==== RECORDS SHOWN

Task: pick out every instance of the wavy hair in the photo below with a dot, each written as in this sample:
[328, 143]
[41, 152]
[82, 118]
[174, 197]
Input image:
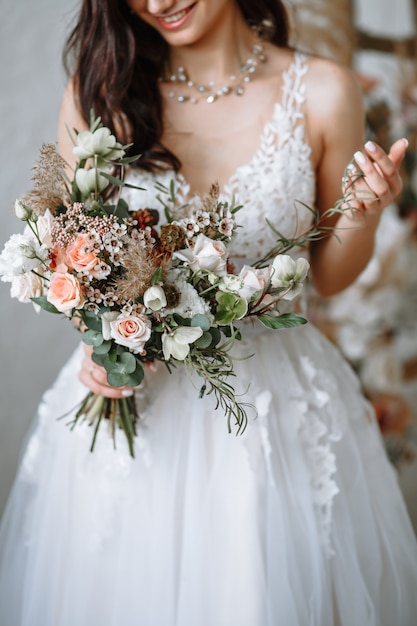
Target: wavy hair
[116, 59]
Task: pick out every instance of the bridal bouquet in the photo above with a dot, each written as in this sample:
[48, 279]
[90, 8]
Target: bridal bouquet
[141, 291]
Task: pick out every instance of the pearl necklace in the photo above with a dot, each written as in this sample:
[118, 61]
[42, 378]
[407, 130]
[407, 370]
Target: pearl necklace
[210, 92]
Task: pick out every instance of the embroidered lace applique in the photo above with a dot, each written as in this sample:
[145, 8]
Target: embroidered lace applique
[317, 431]
[277, 180]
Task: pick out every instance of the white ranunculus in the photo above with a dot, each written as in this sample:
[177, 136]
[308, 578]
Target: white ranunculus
[230, 283]
[253, 280]
[21, 254]
[289, 274]
[106, 319]
[27, 286]
[191, 303]
[129, 330]
[90, 180]
[206, 255]
[45, 224]
[100, 143]
[177, 343]
[154, 298]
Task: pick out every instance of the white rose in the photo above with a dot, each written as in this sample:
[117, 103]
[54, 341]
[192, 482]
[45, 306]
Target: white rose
[231, 283]
[22, 212]
[288, 274]
[206, 255]
[100, 143]
[154, 298]
[129, 330]
[253, 280]
[21, 254]
[177, 343]
[26, 286]
[90, 180]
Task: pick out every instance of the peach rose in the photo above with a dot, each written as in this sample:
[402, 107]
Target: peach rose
[65, 291]
[80, 256]
[131, 331]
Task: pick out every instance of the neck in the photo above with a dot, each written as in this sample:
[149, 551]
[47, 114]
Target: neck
[217, 55]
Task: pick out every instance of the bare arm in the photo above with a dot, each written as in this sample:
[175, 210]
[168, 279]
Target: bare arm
[339, 119]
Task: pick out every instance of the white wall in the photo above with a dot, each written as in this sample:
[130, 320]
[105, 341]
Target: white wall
[32, 347]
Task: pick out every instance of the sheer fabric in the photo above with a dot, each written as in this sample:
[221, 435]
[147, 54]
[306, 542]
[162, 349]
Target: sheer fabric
[299, 521]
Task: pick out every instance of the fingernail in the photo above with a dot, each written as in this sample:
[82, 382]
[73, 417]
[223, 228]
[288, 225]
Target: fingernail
[360, 158]
[370, 146]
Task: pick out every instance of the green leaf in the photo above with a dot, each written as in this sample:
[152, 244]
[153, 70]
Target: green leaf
[215, 336]
[181, 321]
[118, 182]
[286, 320]
[103, 348]
[157, 276]
[92, 338]
[128, 160]
[92, 322]
[98, 359]
[231, 307]
[201, 321]
[117, 378]
[45, 305]
[204, 341]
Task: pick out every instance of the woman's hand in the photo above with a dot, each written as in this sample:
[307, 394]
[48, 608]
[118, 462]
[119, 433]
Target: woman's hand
[382, 181]
[95, 378]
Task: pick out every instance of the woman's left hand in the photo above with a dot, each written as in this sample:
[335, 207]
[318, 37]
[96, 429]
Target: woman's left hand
[381, 182]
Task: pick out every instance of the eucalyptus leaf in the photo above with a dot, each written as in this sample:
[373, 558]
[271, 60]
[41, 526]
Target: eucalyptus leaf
[103, 348]
[157, 276]
[215, 336]
[204, 341]
[201, 321]
[286, 320]
[92, 338]
[98, 359]
[45, 305]
[92, 322]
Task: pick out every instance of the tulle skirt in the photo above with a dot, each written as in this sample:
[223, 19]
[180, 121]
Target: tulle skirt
[297, 522]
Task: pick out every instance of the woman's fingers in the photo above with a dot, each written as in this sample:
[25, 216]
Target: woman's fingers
[95, 378]
[381, 182]
[398, 150]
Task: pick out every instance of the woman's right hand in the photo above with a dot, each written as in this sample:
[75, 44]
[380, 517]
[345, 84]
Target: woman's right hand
[94, 377]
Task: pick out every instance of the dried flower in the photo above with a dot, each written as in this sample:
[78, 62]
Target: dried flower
[49, 189]
[172, 238]
[139, 266]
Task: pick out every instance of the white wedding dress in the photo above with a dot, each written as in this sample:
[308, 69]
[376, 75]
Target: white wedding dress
[298, 522]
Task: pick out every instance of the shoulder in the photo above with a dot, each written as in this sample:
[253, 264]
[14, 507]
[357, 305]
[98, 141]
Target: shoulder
[70, 118]
[332, 90]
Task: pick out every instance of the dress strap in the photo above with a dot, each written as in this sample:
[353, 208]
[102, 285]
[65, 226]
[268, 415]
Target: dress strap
[294, 88]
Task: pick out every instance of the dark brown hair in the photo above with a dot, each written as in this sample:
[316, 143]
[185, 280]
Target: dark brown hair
[115, 59]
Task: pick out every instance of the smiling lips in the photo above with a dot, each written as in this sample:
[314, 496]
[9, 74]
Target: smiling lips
[175, 20]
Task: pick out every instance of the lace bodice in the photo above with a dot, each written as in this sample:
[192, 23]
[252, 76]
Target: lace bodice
[271, 185]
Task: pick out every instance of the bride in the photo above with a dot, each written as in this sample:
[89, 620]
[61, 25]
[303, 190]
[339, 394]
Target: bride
[300, 520]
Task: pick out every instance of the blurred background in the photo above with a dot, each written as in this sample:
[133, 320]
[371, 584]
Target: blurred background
[374, 322]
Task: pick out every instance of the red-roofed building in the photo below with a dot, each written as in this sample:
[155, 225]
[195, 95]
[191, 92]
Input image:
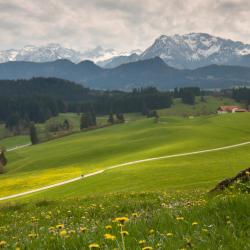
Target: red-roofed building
[230, 109]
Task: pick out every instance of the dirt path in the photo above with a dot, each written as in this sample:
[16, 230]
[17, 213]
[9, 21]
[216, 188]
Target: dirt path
[121, 165]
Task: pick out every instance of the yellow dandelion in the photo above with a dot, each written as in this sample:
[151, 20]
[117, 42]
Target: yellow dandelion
[109, 237]
[121, 220]
[94, 246]
[124, 233]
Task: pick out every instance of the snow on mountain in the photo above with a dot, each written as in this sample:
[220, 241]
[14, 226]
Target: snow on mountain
[196, 50]
[52, 52]
[180, 51]
[189, 51]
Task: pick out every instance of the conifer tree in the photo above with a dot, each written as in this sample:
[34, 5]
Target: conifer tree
[33, 134]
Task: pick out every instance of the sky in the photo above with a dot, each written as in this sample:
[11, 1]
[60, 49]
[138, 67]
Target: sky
[120, 24]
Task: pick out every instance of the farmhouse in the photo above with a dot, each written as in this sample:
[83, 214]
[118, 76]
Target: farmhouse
[230, 109]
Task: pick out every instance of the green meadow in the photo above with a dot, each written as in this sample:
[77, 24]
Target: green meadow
[160, 204]
[86, 152]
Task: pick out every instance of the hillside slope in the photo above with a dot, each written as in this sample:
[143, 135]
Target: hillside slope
[77, 154]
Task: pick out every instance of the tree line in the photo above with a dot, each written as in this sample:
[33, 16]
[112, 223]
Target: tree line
[242, 94]
[38, 99]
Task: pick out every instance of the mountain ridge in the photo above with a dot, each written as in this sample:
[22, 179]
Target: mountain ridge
[149, 72]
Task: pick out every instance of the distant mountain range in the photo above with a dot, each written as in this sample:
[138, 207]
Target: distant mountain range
[148, 72]
[188, 51]
[52, 52]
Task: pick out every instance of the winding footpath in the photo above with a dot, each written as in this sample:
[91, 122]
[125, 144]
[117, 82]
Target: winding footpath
[117, 166]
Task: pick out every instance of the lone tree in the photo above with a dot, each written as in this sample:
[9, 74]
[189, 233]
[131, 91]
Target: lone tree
[111, 119]
[3, 160]
[66, 124]
[33, 134]
[84, 123]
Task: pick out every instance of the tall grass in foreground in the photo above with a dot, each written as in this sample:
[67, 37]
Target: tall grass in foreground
[129, 221]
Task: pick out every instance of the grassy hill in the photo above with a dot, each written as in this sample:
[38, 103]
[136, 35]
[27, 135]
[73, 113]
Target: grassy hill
[165, 201]
[83, 153]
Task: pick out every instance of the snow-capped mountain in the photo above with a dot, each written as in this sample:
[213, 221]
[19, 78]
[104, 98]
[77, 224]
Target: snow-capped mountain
[188, 51]
[191, 51]
[52, 52]
[196, 50]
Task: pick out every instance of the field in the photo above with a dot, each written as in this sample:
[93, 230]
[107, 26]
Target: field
[74, 155]
[165, 201]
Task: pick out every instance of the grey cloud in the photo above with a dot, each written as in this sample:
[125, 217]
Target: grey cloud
[122, 24]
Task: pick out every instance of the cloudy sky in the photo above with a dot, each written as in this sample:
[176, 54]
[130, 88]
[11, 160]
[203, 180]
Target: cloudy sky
[120, 24]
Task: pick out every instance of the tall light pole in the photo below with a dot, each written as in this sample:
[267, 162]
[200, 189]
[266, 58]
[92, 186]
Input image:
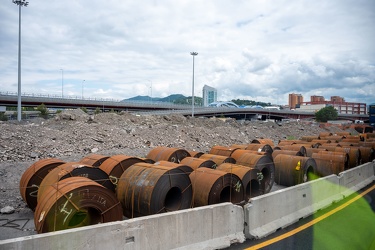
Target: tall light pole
[82, 88]
[62, 83]
[192, 95]
[20, 4]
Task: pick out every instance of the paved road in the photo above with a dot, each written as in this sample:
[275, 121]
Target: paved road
[348, 224]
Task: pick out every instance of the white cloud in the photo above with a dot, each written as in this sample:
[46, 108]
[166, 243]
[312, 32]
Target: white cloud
[259, 50]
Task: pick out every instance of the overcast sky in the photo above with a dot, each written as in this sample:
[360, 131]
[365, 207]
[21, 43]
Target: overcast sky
[259, 50]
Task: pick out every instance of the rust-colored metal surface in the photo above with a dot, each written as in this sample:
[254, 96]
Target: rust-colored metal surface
[75, 202]
[168, 154]
[184, 167]
[329, 162]
[222, 150]
[212, 186]
[259, 147]
[33, 176]
[94, 160]
[218, 159]
[263, 163]
[250, 178]
[264, 141]
[292, 170]
[286, 152]
[195, 154]
[146, 189]
[115, 165]
[295, 147]
[198, 163]
[71, 169]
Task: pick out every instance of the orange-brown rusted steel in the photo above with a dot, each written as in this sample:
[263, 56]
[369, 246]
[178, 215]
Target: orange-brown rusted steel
[115, 165]
[168, 154]
[184, 167]
[75, 202]
[292, 170]
[94, 160]
[309, 138]
[324, 134]
[262, 162]
[146, 189]
[295, 147]
[33, 176]
[198, 163]
[71, 169]
[329, 162]
[212, 186]
[286, 152]
[260, 147]
[195, 154]
[218, 159]
[249, 177]
[310, 151]
[222, 150]
[264, 141]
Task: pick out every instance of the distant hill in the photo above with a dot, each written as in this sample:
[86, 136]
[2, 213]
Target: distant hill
[170, 98]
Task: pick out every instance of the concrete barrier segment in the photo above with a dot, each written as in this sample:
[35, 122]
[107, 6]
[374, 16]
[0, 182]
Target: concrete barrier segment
[266, 214]
[209, 227]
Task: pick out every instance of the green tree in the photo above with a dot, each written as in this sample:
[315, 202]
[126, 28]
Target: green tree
[325, 114]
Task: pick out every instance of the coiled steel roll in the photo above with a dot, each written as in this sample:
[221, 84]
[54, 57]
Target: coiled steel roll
[33, 176]
[262, 162]
[218, 159]
[94, 160]
[222, 150]
[115, 165]
[168, 154]
[249, 177]
[292, 170]
[146, 189]
[198, 163]
[75, 202]
[328, 162]
[213, 186]
[70, 169]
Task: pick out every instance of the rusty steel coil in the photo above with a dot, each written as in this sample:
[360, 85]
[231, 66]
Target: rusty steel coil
[115, 165]
[33, 176]
[262, 162]
[186, 168]
[249, 177]
[263, 141]
[310, 151]
[295, 147]
[293, 170]
[259, 147]
[212, 186]
[328, 162]
[198, 163]
[75, 202]
[309, 138]
[222, 150]
[168, 154]
[286, 152]
[218, 159]
[195, 154]
[94, 160]
[146, 189]
[71, 169]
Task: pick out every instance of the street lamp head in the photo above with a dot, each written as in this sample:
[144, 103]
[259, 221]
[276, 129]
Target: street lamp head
[21, 3]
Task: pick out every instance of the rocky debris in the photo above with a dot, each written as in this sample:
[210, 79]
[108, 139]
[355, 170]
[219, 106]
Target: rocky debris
[75, 134]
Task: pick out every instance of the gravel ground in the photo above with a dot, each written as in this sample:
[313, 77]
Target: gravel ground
[73, 134]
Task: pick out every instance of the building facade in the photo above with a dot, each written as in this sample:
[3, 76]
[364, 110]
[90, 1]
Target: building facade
[209, 95]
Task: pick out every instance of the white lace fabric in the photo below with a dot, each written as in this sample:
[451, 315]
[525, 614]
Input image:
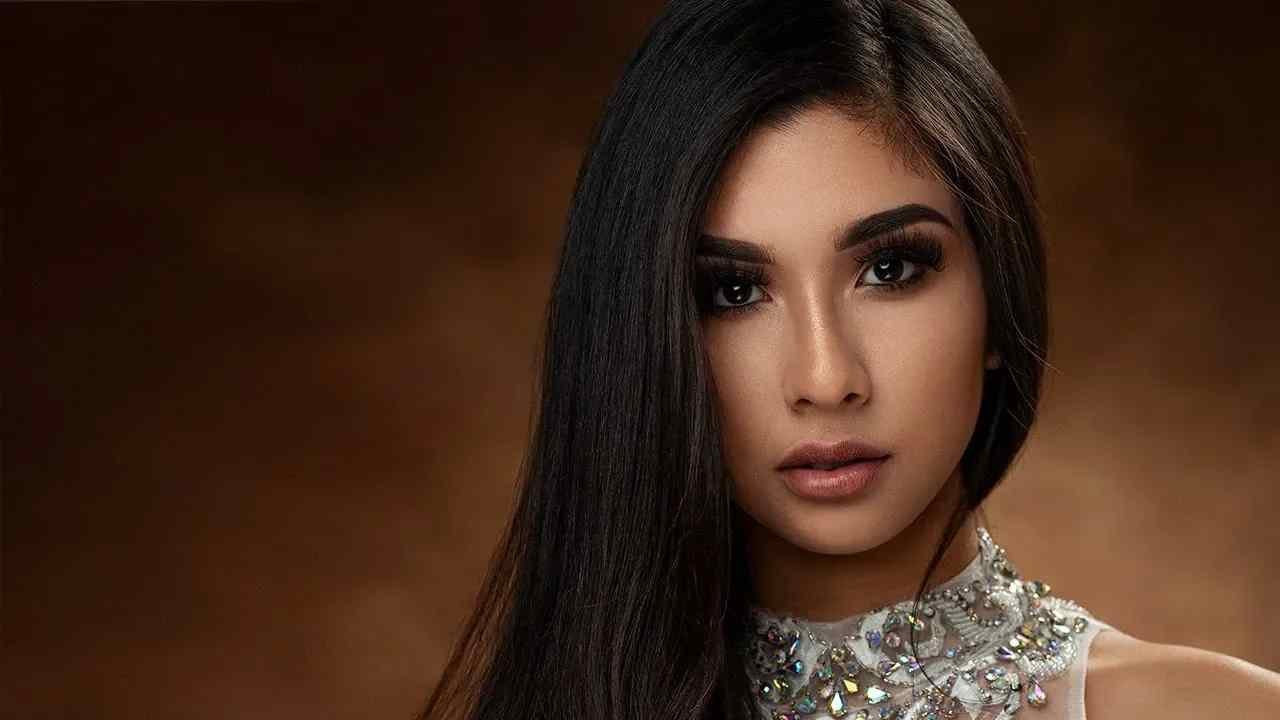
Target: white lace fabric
[984, 645]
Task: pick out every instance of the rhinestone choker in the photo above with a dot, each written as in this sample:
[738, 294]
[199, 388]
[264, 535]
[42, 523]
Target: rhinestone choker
[984, 639]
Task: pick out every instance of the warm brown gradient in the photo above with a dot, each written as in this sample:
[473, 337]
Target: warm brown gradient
[277, 276]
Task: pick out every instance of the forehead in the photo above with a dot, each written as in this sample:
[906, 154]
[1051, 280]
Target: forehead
[814, 176]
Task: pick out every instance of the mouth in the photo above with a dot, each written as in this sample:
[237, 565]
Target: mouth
[826, 482]
[830, 456]
[824, 472]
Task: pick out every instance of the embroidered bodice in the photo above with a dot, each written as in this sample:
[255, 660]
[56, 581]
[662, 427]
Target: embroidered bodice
[982, 646]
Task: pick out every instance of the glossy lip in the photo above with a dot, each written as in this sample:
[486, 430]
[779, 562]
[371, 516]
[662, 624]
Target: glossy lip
[808, 454]
[859, 464]
[832, 484]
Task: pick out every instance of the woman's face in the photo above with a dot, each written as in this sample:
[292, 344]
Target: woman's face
[821, 345]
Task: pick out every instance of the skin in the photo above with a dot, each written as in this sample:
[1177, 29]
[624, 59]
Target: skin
[824, 356]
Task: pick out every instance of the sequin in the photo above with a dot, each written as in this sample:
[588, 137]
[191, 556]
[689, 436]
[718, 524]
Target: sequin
[986, 614]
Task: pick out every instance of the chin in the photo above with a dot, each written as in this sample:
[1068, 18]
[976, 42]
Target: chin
[839, 528]
[854, 531]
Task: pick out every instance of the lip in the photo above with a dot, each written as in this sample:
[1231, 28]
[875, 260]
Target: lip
[830, 484]
[860, 465]
[830, 452]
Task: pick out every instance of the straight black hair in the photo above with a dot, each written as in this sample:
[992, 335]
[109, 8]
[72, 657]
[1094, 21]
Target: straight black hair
[620, 583]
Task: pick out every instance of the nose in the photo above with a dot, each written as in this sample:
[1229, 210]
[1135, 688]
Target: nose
[826, 369]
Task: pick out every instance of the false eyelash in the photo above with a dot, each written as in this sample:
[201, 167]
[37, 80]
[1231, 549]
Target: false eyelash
[723, 272]
[900, 244]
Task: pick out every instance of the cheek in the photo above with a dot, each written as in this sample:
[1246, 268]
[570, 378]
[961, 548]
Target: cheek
[744, 363]
[929, 368]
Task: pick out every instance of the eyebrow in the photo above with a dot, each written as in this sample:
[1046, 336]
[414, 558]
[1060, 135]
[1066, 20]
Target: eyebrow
[854, 235]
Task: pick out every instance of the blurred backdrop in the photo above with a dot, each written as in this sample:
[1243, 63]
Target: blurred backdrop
[275, 277]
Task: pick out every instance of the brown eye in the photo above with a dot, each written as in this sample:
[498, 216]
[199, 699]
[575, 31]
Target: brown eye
[735, 294]
[892, 270]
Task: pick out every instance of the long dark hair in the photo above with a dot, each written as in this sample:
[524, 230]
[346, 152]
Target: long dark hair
[620, 584]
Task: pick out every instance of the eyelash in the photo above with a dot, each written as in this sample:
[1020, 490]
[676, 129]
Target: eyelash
[915, 247]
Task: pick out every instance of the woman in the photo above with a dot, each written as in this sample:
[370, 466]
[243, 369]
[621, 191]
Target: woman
[794, 341]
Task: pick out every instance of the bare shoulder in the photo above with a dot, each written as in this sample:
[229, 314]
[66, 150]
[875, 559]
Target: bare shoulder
[1134, 679]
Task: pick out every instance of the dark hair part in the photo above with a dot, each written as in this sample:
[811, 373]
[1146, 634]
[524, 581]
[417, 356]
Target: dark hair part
[620, 584]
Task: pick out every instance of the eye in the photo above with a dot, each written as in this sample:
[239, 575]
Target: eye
[726, 286]
[892, 270]
[899, 260]
[737, 292]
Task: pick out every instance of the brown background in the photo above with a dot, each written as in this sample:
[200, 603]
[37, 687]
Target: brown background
[275, 277]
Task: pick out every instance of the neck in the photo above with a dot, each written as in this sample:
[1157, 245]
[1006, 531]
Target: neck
[860, 582]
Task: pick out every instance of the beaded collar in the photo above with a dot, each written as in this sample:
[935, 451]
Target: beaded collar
[983, 641]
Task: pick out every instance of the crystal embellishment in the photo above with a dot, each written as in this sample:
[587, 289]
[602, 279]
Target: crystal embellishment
[979, 645]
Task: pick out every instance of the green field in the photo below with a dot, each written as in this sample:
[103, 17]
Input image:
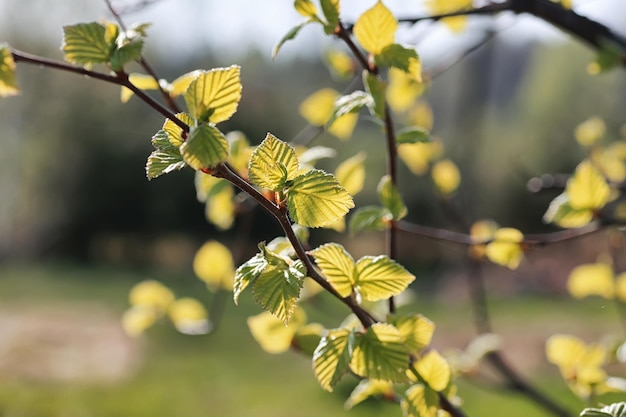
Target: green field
[71, 314]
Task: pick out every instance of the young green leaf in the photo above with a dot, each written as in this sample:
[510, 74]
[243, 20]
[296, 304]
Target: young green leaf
[380, 353]
[8, 82]
[214, 95]
[272, 164]
[370, 218]
[331, 358]
[376, 28]
[247, 273]
[420, 401]
[391, 198]
[165, 158]
[378, 278]
[316, 199]
[205, 148]
[337, 265]
[413, 134]
[277, 290]
[86, 44]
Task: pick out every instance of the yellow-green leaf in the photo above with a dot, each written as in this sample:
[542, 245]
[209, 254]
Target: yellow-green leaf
[205, 148]
[380, 353]
[189, 316]
[416, 329]
[380, 277]
[351, 173]
[420, 401]
[272, 334]
[376, 28]
[213, 264]
[506, 249]
[592, 279]
[370, 388]
[316, 199]
[8, 82]
[85, 44]
[587, 189]
[434, 370]
[272, 164]
[446, 176]
[331, 358]
[337, 265]
[214, 95]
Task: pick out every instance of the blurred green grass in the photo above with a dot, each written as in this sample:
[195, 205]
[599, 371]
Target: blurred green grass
[226, 373]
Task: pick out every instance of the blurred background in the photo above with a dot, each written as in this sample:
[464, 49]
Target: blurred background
[80, 223]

========

## STATED PROBLEM
Exactly and only the lines from the one containing "Task: pick out every instance of the blurred green" through the end of the material are to be reproduced, both ends included.

## WORKED SOLUTION
Task: pick out every instance of the blurred green grass in the photo above with a dot, each written as in this sample:
[195, 205]
[599, 371]
Target: blurred green grass
[226, 373]
Task: pick out every instance of the blurred background in the photo above with a dot, each written as in this sample:
[464, 49]
Target: blurred background
[80, 223]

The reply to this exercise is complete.